* Excerpted data *
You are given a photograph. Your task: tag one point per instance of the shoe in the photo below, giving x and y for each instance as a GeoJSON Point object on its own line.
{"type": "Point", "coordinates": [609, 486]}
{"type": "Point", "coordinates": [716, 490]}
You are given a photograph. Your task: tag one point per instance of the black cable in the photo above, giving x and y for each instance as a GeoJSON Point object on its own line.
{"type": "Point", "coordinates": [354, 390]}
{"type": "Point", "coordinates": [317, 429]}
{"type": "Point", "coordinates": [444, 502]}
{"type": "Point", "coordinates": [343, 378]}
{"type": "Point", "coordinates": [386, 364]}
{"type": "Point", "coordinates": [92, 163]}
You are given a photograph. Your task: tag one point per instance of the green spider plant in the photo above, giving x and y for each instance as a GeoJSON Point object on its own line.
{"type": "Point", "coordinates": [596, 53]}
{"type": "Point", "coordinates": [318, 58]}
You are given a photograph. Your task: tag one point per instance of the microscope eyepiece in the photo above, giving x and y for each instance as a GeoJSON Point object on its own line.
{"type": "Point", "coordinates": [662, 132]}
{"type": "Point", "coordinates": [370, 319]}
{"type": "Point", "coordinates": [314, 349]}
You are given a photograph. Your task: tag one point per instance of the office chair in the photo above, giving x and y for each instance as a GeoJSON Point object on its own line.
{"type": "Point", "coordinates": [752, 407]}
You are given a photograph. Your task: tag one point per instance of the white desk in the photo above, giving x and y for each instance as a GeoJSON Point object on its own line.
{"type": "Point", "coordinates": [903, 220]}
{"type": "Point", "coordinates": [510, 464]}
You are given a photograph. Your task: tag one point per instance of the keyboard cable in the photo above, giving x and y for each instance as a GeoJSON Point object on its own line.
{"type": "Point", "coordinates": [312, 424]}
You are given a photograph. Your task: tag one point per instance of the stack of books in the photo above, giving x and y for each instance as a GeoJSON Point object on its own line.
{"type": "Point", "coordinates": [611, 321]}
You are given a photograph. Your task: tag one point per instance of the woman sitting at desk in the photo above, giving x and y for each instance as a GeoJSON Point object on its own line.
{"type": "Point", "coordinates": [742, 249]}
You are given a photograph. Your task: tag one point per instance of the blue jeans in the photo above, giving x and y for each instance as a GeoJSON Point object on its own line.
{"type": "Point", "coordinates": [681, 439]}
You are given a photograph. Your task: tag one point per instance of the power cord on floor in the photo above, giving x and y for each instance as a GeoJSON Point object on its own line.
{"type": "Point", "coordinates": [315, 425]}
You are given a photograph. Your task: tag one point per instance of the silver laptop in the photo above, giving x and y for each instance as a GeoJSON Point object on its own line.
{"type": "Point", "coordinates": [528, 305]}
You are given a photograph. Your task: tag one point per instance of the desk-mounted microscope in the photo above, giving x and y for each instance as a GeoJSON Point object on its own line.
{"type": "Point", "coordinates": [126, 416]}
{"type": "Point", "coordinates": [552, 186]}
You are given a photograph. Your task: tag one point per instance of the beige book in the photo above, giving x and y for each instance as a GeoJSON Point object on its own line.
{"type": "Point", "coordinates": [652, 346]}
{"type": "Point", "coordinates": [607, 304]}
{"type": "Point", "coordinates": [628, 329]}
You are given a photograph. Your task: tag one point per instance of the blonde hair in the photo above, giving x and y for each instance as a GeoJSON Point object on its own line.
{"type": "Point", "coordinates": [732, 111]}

* The problem *
Copy each line of the data exactly, leaving nothing out.

* Finished exercise *
You are given a photograph. Your task: tag one point per instance of the shoe in the photo below, giving x and y for each instance as a GeoJSON Point object on its own line.
{"type": "Point", "coordinates": [609, 486]}
{"type": "Point", "coordinates": [716, 490]}
You are given a photograph. Your task: tag one point per instance of the black cable in the photo above, giving x and y for each instance as a GeoJSON Point object on its own line.
{"type": "Point", "coordinates": [354, 390]}
{"type": "Point", "coordinates": [317, 429]}
{"type": "Point", "coordinates": [444, 502]}
{"type": "Point", "coordinates": [343, 378]}
{"type": "Point", "coordinates": [386, 364]}
{"type": "Point", "coordinates": [92, 163]}
You are given a photograph. Your task: tag one point per instance of the green spider plant in the photo above, giving x and y for each instance as a GeoJSON Point object on its own line.
{"type": "Point", "coordinates": [596, 53]}
{"type": "Point", "coordinates": [318, 58]}
You are given a photograph. Your task: tag one point per instance of the microscope eyepiece in the photo above, giving x and y for each instance as a GeoJSON Point object on its own line.
{"type": "Point", "coordinates": [662, 132]}
{"type": "Point", "coordinates": [370, 319]}
{"type": "Point", "coordinates": [314, 349]}
You are given a photograph. Your task: tag one point per instance of the office chair in the photo above, giving x and y for each instance as a GeoJSON Point object on its own line.
{"type": "Point", "coordinates": [752, 407]}
You are given a photograph. Your task: tag one point per instance of the white desk in the photo above, giving x and y for each instance as a GeoJSON Point object on its own line.
{"type": "Point", "coordinates": [903, 220]}
{"type": "Point", "coordinates": [510, 464]}
You are given a photograph. Your task: tag one point per instance of the keyboard cable in the photo above, giving x and y for each instance as a GeoJSON Point object on its own line.
{"type": "Point", "coordinates": [312, 424]}
You are given a photograph. Your task: tag one point per instance of the stack of books in the photo above, giving x and y for each instance as a GeoJSON Point object on its own line.
{"type": "Point", "coordinates": [611, 321]}
You are given a photograph. Your task: tag one point per instance of the woman sitting at desk in the photo above, giving x and y for each instance as a GeoJSON Point object on its own line.
{"type": "Point", "coordinates": [742, 249]}
You are given a photograph. Your task: tag one point per instance of the blue jeans in the photo above, giving x and y for each instance as a GeoJSON Point object on its own line.
{"type": "Point", "coordinates": [681, 439]}
You are given a photograph. Your task: tag one point per instance of the power cord on floor in the photo above, giving x and y for each instance as a GeoJSON Point object on its own line.
{"type": "Point", "coordinates": [315, 425]}
You are given a photograph. Your task: tag one point per instance of the silver laptop in the photo above, giving x and y for each instance as a GeoJSON Point object on its own line.
{"type": "Point", "coordinates": [528, 305]}
You are given a photograph. Your task: tag one point per instance of the desk-mounted microscope in the photo above, giving x and y for each instance as a GeoJSON Point object on its own line.
{"type": "Point", "coordinates": [126, 416]}
{"type": "Point", "coordinates": [552, 186]}
You are given a photograph. Your task: tag one point per instance of the beige book in the photo above, giving x and y for each instance as a GeoJSON Point object on its own line.
{"type": "Point", "coordinates": [652, 346]}
{"type": "Point", "coordinates": [607, 304]}
{"type": "Point", "coordinates": [628, 329]}
You are given a photograph. Your task: tag one point per instance of the blonde hair in the photo above, giving x and y for each instance as a GeoJSON Point object on its own line.
{"type": "Point", "coordinates": [732, 111]}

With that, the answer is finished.